WHAT THE TASK REQUIRES » The answer must consist of every line from the entries below that contains the word "locate".

EXERCISE DATA »
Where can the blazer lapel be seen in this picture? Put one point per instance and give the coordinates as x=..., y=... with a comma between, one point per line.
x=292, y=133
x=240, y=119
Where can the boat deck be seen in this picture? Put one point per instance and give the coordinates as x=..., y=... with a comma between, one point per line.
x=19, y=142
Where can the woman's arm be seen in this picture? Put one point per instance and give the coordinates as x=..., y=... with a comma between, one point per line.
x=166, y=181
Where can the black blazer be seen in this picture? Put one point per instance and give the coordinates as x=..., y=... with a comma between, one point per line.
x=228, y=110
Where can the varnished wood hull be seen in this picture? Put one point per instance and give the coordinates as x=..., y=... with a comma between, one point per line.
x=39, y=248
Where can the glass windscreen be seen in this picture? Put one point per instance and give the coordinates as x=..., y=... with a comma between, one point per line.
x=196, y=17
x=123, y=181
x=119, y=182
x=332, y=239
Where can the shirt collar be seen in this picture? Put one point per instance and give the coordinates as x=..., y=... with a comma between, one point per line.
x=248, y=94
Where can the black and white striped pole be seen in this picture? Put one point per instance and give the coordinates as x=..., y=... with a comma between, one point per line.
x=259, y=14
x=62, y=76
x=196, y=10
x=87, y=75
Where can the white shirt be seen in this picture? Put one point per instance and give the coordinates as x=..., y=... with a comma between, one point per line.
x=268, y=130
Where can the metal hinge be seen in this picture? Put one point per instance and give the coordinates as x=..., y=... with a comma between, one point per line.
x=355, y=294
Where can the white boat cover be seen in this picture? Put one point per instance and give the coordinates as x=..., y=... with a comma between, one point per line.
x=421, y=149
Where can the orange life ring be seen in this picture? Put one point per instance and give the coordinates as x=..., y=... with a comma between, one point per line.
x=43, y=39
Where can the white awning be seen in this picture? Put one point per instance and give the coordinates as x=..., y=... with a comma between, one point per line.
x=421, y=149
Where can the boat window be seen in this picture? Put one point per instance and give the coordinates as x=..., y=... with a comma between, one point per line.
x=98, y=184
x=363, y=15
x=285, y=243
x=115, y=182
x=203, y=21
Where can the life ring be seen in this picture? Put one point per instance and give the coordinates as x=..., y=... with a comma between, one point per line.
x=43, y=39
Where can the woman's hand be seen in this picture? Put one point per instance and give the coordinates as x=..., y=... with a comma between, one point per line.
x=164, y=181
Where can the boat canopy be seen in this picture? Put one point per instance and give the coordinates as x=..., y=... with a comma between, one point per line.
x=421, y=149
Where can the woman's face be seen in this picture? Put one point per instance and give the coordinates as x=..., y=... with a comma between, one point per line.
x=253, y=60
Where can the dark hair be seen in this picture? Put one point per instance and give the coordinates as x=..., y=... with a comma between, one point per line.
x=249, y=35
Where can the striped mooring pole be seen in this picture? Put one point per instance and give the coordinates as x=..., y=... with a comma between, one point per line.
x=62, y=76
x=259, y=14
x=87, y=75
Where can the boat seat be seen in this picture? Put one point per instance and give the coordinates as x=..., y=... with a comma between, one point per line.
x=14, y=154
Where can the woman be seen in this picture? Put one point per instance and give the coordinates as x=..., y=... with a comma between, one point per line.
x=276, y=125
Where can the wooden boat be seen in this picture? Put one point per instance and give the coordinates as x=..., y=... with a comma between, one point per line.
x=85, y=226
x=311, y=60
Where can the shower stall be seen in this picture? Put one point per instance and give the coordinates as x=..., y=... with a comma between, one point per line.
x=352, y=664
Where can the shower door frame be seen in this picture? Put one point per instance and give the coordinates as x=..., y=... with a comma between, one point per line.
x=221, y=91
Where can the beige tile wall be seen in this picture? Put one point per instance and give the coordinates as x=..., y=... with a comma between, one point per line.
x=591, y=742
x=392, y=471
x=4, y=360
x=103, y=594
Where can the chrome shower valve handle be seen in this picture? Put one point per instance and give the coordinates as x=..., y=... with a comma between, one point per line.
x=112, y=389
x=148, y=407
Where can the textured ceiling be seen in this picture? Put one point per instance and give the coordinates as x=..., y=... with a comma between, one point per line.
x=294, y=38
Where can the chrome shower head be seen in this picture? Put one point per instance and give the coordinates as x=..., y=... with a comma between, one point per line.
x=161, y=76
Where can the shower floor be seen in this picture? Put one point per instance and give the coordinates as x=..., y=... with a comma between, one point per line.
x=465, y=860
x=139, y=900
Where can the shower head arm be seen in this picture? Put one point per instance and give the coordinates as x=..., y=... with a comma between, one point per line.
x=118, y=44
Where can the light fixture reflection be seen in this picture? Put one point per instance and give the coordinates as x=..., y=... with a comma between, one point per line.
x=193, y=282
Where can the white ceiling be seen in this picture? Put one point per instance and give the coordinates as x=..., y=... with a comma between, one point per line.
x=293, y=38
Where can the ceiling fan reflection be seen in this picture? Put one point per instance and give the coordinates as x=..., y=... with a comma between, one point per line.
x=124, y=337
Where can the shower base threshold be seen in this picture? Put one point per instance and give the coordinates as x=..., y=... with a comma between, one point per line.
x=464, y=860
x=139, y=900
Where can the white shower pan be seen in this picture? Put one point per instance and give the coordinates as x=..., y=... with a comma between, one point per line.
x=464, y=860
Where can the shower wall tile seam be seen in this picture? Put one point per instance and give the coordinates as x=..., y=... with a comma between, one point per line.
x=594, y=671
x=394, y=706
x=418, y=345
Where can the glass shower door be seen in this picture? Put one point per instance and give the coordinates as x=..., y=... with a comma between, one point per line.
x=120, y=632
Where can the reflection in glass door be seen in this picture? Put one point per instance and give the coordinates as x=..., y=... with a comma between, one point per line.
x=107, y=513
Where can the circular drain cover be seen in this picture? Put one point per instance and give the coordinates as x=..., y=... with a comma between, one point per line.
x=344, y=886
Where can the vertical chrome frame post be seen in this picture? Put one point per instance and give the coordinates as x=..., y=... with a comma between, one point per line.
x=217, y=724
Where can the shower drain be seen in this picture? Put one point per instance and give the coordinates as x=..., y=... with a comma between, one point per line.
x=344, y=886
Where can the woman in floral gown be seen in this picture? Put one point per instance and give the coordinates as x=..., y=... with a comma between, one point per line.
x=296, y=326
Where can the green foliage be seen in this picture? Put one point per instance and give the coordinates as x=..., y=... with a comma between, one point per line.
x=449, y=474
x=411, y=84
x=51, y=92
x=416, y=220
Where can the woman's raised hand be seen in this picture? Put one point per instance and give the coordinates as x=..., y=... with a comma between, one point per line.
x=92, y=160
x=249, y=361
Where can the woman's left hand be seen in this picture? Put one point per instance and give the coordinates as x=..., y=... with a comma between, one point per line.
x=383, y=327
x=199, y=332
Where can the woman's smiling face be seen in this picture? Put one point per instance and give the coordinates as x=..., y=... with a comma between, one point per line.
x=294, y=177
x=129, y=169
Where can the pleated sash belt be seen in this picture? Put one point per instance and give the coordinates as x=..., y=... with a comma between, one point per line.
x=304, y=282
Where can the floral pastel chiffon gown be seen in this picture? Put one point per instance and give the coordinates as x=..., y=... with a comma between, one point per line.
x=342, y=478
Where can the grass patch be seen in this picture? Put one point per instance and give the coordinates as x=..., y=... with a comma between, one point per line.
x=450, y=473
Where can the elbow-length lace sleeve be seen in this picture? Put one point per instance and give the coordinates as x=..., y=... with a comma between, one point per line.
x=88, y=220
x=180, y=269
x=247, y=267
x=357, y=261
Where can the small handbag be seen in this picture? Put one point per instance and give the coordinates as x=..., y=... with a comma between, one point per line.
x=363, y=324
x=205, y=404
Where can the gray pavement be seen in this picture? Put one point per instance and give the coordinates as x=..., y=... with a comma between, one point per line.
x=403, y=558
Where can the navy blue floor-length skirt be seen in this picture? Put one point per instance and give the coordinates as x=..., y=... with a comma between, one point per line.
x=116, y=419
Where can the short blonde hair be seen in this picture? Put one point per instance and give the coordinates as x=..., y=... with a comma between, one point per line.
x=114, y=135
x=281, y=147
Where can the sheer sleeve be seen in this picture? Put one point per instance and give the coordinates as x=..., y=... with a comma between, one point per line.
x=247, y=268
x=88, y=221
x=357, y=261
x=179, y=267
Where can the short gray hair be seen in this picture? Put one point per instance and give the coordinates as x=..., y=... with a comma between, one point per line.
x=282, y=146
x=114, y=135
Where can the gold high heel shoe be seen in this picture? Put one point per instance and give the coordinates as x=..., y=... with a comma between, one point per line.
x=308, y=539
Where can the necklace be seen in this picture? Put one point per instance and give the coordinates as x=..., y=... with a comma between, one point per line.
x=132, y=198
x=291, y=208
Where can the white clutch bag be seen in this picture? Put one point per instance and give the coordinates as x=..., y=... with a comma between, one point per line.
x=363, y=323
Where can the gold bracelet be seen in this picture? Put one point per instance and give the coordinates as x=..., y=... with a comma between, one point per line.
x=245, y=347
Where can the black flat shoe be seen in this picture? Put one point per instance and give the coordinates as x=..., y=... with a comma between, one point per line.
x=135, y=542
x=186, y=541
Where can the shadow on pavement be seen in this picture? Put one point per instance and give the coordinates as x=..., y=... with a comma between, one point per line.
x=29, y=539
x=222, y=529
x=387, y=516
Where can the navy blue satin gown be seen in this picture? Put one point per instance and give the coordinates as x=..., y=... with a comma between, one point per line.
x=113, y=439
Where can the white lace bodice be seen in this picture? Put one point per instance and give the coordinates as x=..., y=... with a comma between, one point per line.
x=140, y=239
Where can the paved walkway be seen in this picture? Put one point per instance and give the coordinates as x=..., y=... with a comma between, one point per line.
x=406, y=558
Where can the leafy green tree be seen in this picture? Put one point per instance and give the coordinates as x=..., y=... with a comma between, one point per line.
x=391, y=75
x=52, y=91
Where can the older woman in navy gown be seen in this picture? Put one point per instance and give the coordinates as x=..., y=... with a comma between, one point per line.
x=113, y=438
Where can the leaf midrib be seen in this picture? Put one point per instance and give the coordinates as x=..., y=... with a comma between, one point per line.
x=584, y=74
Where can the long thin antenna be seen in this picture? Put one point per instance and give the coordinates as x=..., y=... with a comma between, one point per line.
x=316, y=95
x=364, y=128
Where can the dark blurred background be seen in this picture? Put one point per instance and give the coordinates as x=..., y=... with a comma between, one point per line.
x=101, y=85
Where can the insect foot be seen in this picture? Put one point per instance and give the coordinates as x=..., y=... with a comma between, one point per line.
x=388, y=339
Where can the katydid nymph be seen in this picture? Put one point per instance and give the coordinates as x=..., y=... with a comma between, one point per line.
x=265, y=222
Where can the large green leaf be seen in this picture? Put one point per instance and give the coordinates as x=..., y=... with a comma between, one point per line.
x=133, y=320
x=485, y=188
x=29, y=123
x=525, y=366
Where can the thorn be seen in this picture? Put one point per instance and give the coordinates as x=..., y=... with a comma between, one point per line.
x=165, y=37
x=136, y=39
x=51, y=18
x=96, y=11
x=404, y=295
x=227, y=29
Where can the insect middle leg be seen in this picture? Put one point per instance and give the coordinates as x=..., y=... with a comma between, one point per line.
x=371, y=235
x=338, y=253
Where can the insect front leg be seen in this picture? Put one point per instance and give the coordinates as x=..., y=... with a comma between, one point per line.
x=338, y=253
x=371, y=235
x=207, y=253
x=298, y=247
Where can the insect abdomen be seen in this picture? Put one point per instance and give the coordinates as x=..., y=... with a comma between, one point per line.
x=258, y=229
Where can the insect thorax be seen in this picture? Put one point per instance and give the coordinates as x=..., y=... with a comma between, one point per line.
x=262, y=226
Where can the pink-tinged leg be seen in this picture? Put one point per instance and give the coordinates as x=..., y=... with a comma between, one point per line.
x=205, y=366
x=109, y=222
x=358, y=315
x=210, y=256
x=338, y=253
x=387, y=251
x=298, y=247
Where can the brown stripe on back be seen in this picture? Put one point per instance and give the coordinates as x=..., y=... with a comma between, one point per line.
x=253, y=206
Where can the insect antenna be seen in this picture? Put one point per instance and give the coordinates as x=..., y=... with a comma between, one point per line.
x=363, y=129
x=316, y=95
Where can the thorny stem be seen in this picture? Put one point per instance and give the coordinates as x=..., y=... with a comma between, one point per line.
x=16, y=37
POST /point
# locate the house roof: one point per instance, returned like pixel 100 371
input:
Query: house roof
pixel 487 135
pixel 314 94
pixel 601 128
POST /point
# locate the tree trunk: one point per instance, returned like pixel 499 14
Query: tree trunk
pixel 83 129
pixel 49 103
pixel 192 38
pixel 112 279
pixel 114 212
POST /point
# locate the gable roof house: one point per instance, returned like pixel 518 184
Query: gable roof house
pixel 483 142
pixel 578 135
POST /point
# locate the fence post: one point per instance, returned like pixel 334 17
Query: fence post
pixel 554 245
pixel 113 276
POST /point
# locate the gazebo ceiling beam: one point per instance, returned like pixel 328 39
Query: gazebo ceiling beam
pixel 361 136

SOLUTION TO THIS TASK »
# locate the house roof: one point per instance, returned like pixel 100 371
# locate the tree trunk: one point per instance, returned like pixel 499 14
# locate the gable roof house: one point per instance, returned like pixel 518 184
# locate the fence post: one point per instance, returned like pixel 334 17
# locate the gazebo ceiling beam: one point per instance, returned like pixel 328 39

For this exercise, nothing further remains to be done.